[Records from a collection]

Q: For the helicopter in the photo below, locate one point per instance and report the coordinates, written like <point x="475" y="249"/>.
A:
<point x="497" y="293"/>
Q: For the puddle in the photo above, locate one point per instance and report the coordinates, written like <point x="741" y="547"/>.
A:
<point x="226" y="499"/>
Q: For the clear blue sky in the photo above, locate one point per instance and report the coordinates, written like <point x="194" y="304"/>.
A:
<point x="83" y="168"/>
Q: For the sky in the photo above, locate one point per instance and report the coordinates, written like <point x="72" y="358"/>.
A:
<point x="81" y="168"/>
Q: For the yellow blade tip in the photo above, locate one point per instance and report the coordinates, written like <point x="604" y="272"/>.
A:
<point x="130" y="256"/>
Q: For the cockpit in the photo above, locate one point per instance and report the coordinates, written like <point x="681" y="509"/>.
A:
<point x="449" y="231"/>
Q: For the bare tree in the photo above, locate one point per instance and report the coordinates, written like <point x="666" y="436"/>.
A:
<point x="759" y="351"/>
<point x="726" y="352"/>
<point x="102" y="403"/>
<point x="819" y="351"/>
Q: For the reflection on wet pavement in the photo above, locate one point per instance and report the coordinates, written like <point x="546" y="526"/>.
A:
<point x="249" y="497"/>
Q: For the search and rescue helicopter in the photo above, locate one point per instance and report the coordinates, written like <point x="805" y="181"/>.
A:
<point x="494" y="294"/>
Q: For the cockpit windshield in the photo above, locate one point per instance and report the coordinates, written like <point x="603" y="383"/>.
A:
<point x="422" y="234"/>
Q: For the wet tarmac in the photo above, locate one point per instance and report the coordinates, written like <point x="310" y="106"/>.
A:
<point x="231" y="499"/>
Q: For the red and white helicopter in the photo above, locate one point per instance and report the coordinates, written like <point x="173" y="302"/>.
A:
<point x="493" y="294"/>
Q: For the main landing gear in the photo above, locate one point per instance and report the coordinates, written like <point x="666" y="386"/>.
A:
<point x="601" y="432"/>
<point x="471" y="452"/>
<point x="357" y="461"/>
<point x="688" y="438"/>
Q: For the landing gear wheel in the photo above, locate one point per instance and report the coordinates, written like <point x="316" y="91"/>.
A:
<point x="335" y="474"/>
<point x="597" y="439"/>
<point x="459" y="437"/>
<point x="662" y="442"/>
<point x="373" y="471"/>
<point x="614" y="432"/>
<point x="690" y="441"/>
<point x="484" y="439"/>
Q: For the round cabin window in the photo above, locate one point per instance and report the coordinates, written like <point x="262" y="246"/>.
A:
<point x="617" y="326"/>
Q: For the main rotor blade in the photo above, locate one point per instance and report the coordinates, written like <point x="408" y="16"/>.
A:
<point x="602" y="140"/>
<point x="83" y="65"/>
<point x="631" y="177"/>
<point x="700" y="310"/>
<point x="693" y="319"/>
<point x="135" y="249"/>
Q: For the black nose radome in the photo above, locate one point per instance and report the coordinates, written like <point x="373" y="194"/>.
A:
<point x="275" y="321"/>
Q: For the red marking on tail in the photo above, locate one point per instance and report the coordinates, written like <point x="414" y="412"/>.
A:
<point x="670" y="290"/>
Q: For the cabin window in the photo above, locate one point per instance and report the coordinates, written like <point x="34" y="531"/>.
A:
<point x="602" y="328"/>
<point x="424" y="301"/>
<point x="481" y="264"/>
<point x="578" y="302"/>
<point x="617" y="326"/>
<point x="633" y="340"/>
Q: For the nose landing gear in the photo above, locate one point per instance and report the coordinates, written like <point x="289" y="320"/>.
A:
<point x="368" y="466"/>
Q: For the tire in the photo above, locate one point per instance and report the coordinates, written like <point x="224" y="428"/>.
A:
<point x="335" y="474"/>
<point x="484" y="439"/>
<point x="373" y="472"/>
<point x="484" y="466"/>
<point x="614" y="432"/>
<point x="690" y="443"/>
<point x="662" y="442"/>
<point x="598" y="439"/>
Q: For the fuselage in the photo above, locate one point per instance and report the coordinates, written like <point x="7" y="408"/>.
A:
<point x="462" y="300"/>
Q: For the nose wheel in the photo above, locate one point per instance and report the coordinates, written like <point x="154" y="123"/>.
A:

- **Aim of the task**: Only lines that include "cabin" belong in the answer; return them from the entries above.

- **Response to the task**:
Q: For the round cabin window in the photo above, locate one point per instance and report the coordinates, written like <point x="262" y="246"/>.
Q: For the cabin window in the photo above, locate one point per instance and report the coordinates, written like <point x="34" y="531"/>.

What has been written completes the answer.